It is true that Muslims in some parts of Indonesia have perhaps been less strict than Muslims in, say, Egypt, but this was because Indonesia was Islamized at a later date and still contained living residues of its pre-Islamic culture. In such cases, we are dealing with "less Islam" or "diluted Islam," which isn't quite the same as "moderate Islam" even if some observers claim that it is. Moreover, numerous churches have been burnt down or destroyed in that country only during the last decade, which hardly indicates that Indonesia is a beacon of tolerance.
In Thailand and the Philippines, where Muslims constitute a minority, non-Muslims have been murdered or chased away from certain areas by Islamic groups who wage a constant Jihad against the authorities. The city-state of Singapore is surrounded by several hundred million Muslims and can only manage to avoid outside attacks by curtailing the freedom of speech of its citizens and banning public criticism of Islam.
Malaysia has been a moderate economic success story because it has had a large and dynamic non-Muslim population and only recently became majority Muslim. This corresponds to some extent to the early phases of Islamization in the Middle East. The Golden Age of Islam was in reality the twilight of the pre-Islamic cultures. The scientific achievements during this period are exaggerated, and those that did take place happened overwhelmingly during the early phases of Islamic rule when there were still large non-Muslim populations. When these communities declined due to Muslim harassment, the Middle East, home to some of the oldest civilizations on earth, slowly declined into a backwardness from which it has never recovered.
Lebanon was a reasonably successful and civilized country while it still had a slim Christian majority, but has rapidly declined into Jihad and sharia barbarism in recent decades due to higher Muslim birth rates and non-Muslims leaving the country. It is possible that something similar will happen to Malaysia, as Muslims become more confident and aggressive.
Lastly, you can try to constrain Islam and keep it down by brute force. This kind of muscular secularism, enforced with methods no Western country would even contemplate supporting at the present time, has been tried under Mustafa Kemal Atatürk, founder of the Republic of Turkey. Yet Turkey has never been a beacon of tolerance, and the very few non-Muslims who remain in the country still face harassment. Kemalism has kept Islam at bay but has never really reformed it. Even after almost a century, Islam is in the process of making a comeback. There are serious cracks in the façade of secularism, and some observers fear an Islamic revolution in the country.
The Turkish example is not altogether promising. We should remember that Iran, too, was perceived as a moderate and modern country until the revolution brought the Ayatollah Khomeini to power in 1979. The lesson we can draw from this is that Islam can lie dormant for generations, yet strike again with renewed vigour when the opportunity arises.
If "reform" is taken to mean a return to the historical period of the religious founder, Muhammad, and his followers, it will lead to an inevitable upsurge of Jihadist violence, since that was what Muhammad and his followers were all about.
The debate about a "reformed" Islam is inappropriately colored by a Western historical perspective, with references to the Protestant Reformation in sixteenth century Europe. This indirectly implies that there is some form of equivalence between Christianity and Islam. I don't think there is, even though I am not a Christian. Christianity with its concept of the Trinity is akin to soft-polytheism from an Islamic point of view. The religious texts are clearly different, not to mention the personal examples of the founders of the two religions, Jesus and Muhammad. Islam became a major world religion through armed conquest and the creation of an empire. Christianity became a major world religion by gradually taking over an already established empire, the Roman Empire.

» Problem to solve
Retype the passage on Islam and reform word for word, from "It is true that" to "beacon of tolerance.". The rows have no connection to the passage on Islam and reform.

» Dataset records
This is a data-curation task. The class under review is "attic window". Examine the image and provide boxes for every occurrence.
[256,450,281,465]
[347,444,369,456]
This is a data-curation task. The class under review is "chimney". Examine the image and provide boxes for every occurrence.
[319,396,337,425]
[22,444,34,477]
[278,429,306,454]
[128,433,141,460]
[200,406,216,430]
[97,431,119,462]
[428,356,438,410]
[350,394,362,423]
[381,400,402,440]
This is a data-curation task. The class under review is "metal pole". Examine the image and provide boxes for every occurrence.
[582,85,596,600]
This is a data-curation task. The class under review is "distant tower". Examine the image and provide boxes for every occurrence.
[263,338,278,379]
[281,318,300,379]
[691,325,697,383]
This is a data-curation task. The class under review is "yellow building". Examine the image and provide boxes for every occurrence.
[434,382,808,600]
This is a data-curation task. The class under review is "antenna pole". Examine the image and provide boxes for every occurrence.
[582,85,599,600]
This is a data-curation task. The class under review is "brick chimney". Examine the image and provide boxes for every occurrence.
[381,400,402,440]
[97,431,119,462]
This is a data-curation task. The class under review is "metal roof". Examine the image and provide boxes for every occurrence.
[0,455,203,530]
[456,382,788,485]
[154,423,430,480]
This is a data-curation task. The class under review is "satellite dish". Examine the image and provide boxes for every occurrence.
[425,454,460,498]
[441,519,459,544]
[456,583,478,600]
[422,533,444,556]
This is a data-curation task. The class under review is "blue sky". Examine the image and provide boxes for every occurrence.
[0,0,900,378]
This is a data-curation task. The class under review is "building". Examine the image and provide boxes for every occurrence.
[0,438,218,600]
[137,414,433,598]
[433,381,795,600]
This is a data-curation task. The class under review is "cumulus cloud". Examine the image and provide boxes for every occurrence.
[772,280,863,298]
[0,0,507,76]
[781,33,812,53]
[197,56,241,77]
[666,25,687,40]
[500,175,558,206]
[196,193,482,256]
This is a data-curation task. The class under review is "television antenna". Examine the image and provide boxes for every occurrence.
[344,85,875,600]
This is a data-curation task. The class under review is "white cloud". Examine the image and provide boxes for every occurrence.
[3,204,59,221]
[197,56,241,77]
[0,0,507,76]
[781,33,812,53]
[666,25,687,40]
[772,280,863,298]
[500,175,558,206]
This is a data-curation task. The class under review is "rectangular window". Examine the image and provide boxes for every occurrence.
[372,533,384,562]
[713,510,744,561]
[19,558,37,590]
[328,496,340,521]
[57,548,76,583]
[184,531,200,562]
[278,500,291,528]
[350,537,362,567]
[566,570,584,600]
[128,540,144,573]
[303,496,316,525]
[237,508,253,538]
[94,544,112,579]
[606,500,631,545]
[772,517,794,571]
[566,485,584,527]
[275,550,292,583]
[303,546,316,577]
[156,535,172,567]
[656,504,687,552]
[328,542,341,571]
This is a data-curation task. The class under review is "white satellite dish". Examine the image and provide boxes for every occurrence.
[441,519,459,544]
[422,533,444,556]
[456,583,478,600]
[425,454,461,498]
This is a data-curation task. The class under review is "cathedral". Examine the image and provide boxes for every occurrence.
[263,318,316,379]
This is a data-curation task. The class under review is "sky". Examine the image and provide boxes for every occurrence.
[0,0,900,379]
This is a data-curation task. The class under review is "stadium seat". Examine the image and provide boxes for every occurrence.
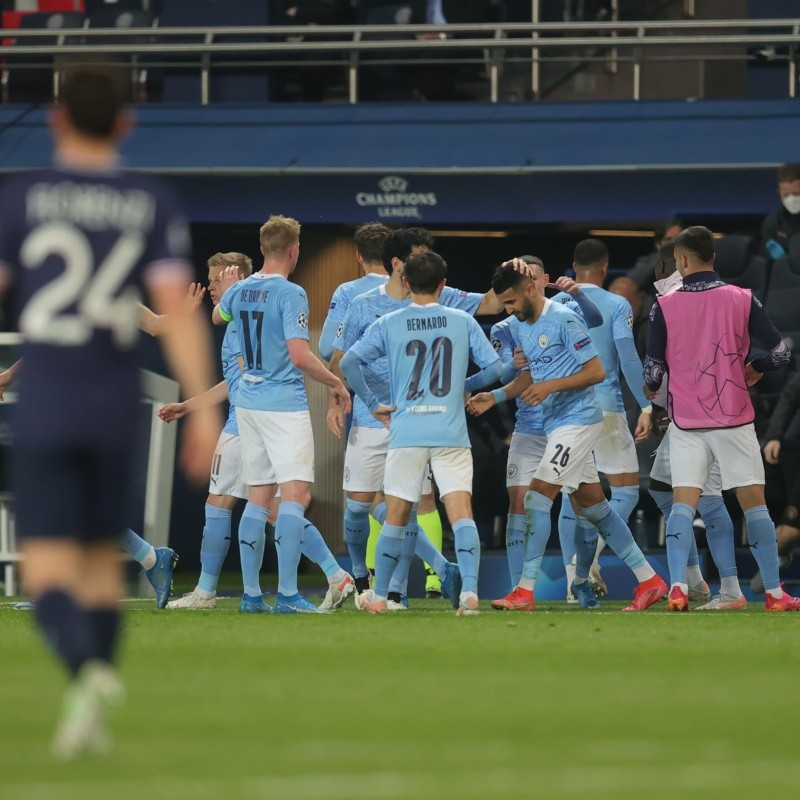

» Reply
It is true that Muslims in some parts of Indonesia have perhaps been less strict than Muslims in, say, Egypt, but this was because Indonesia was Islamized at a later date and still contained living residues of its pre-Islamic culture. In such cases, we are dealing with "less Islam" or "diluted Islam," which isn't quite the same as "moderate Islam" even if some observers claim that it is. Moreover, numerous churches have been burnt down or destroyed in that country only during the last decade, which hardly indicates that Indonesia is a beacon of tolerance.